EXERCISE BRIEF: Please copy the data below word for word, from its start through the line containing "box: [296, 89, 600, 449]", and leave the pictures out.

EXTRACTED ENTRIES:
<<<<

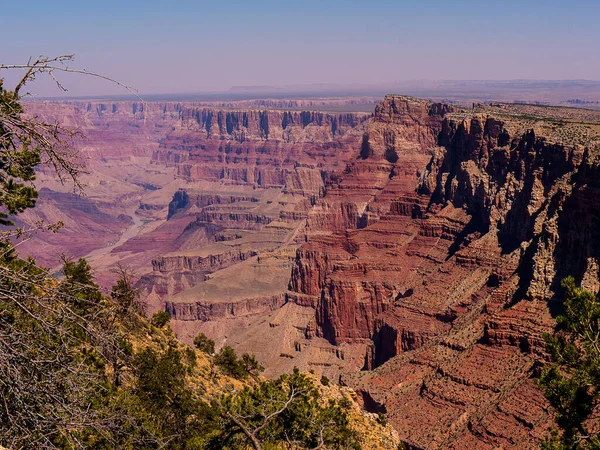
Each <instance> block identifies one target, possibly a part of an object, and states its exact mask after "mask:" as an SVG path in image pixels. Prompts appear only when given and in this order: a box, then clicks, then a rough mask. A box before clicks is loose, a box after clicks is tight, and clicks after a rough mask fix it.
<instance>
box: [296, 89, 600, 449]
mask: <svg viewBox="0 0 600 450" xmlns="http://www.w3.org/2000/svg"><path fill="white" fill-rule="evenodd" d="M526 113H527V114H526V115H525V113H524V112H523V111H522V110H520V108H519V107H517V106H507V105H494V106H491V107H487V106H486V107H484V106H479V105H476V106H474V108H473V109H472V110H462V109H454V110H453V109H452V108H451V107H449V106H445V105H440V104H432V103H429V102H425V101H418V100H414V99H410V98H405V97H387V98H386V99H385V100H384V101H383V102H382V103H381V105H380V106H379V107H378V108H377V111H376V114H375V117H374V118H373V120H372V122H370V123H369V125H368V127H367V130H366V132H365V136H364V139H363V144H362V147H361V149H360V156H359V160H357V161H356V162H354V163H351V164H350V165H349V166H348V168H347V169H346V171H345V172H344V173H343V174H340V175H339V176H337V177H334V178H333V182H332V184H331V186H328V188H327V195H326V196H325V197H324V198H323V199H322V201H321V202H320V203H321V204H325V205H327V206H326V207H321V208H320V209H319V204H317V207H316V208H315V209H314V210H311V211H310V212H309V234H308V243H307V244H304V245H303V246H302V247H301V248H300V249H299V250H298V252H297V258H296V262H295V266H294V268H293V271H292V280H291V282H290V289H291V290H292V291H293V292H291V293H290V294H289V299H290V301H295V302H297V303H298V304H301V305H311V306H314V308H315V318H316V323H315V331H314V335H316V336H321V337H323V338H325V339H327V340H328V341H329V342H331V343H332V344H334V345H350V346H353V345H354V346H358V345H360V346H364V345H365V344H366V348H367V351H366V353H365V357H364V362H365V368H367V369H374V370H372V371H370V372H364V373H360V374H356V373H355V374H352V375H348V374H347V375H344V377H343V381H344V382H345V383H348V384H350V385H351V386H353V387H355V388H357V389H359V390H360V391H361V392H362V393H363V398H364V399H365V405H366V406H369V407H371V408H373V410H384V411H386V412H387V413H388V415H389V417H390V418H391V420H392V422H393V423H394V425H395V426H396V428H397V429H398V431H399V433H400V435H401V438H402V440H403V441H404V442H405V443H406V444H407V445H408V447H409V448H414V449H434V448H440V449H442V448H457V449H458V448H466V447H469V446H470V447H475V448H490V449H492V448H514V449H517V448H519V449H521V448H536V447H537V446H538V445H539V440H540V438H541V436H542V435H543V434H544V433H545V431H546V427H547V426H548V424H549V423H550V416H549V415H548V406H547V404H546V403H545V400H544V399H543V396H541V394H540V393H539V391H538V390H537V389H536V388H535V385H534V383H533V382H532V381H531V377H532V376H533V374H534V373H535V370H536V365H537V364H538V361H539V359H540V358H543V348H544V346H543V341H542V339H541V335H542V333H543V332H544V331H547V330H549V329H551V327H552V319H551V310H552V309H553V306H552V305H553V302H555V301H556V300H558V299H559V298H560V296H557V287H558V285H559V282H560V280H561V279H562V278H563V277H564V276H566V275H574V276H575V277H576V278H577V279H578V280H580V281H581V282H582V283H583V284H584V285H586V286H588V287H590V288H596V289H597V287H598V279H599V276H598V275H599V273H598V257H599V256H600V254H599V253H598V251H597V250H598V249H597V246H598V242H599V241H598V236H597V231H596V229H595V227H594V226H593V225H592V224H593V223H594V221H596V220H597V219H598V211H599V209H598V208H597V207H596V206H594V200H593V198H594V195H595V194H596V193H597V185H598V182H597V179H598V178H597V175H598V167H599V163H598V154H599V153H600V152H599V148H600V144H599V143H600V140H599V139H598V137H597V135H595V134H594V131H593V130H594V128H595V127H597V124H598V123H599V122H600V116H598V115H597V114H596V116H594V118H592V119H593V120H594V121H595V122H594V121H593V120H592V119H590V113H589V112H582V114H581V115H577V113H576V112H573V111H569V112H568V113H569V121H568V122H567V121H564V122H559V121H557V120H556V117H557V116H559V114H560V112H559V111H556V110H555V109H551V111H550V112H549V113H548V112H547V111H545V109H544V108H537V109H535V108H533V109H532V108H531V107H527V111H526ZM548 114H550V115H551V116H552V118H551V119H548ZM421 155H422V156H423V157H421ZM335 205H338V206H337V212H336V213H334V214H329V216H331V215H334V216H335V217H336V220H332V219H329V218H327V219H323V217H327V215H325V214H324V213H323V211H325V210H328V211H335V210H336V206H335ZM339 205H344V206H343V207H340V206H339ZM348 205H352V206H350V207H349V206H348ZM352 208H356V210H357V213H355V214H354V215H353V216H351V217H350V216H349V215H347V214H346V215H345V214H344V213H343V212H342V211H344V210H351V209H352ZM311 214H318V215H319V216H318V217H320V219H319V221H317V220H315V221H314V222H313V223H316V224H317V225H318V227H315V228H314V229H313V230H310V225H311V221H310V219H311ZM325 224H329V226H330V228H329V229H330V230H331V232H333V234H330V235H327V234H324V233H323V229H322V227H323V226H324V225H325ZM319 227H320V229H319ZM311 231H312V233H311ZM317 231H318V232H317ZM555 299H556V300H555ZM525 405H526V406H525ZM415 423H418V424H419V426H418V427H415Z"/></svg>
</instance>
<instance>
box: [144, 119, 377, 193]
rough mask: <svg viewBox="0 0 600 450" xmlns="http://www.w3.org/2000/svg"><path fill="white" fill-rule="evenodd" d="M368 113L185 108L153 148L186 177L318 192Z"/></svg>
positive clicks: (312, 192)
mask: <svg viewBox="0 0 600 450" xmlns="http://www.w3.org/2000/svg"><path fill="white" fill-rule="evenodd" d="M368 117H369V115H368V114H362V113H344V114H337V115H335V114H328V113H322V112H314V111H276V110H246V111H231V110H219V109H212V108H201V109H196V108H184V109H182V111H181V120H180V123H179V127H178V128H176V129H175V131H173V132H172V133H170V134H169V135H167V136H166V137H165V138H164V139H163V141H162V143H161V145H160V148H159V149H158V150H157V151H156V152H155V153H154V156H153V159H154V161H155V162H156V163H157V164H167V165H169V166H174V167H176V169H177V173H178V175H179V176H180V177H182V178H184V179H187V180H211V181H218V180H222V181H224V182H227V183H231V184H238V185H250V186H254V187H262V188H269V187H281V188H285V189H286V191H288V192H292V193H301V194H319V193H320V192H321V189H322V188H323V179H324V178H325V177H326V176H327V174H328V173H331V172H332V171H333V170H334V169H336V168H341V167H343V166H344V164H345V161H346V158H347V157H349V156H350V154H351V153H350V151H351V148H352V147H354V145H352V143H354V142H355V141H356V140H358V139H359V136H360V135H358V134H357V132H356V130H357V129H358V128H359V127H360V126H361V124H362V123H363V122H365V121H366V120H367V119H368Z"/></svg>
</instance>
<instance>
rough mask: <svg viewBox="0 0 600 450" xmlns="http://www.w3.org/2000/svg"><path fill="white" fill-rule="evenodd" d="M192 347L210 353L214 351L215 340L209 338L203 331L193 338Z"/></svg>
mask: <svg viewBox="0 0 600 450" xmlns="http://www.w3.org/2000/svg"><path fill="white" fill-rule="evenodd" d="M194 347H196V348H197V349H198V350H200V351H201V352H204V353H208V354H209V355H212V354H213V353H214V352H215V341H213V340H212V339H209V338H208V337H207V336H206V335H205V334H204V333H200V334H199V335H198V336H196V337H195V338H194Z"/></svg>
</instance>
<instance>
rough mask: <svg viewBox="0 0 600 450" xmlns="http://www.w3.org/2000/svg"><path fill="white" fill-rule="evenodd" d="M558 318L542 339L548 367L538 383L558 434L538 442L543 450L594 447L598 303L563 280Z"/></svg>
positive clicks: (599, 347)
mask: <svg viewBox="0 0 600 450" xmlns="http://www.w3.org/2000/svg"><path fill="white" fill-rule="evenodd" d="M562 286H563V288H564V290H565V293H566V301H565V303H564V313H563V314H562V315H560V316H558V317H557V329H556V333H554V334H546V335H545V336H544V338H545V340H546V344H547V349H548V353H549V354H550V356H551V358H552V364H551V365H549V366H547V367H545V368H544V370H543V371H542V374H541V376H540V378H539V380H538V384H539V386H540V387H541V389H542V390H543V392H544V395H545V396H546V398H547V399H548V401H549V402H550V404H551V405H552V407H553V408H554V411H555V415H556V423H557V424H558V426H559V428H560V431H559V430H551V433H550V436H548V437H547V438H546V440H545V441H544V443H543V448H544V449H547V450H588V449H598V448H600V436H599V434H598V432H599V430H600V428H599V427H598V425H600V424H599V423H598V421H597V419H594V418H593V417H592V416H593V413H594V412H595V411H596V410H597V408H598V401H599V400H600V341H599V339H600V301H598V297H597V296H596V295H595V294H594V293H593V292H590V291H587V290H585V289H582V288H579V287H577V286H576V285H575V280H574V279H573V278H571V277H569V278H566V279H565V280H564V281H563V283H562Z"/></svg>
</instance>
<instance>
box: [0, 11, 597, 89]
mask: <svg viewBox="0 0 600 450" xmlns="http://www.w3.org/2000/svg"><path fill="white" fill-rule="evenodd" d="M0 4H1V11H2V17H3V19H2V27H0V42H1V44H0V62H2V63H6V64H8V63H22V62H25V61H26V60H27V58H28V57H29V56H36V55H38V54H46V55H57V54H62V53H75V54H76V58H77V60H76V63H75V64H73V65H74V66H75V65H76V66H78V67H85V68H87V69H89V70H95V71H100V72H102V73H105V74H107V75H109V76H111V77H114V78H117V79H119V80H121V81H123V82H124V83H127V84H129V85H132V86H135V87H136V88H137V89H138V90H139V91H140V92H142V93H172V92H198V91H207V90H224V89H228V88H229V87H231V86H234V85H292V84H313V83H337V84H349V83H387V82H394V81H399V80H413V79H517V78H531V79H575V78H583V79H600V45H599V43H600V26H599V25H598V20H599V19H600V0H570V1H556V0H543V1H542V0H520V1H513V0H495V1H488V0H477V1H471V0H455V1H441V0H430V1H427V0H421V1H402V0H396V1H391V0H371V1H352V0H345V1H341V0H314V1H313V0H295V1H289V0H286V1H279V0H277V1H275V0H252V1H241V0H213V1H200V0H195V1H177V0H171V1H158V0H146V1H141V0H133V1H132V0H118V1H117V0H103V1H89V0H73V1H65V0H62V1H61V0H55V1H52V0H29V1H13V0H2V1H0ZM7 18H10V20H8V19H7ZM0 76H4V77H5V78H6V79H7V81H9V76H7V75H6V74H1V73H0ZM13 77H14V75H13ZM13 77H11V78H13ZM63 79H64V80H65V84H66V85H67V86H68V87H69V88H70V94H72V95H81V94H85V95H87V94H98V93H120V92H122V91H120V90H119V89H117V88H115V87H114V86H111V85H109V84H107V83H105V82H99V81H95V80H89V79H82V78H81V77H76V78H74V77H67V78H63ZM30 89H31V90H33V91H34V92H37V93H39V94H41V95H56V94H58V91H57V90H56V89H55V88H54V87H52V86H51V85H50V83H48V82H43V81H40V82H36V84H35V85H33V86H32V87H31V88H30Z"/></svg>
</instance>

>>>>

ANSWER TO THE EXERCISE:
Each <instance> block identifies one target, possibly a part of an object, and states its exact mask after "mask:" as an SVG path in image pixels. Prompts appear only when given and in this order: a box, then clicks, then a rough mask. A box before clicks is loose, a box after clicks is tight, and clicks after a rough mask fix it.
<instance>
box: [296, 89, 600, 449]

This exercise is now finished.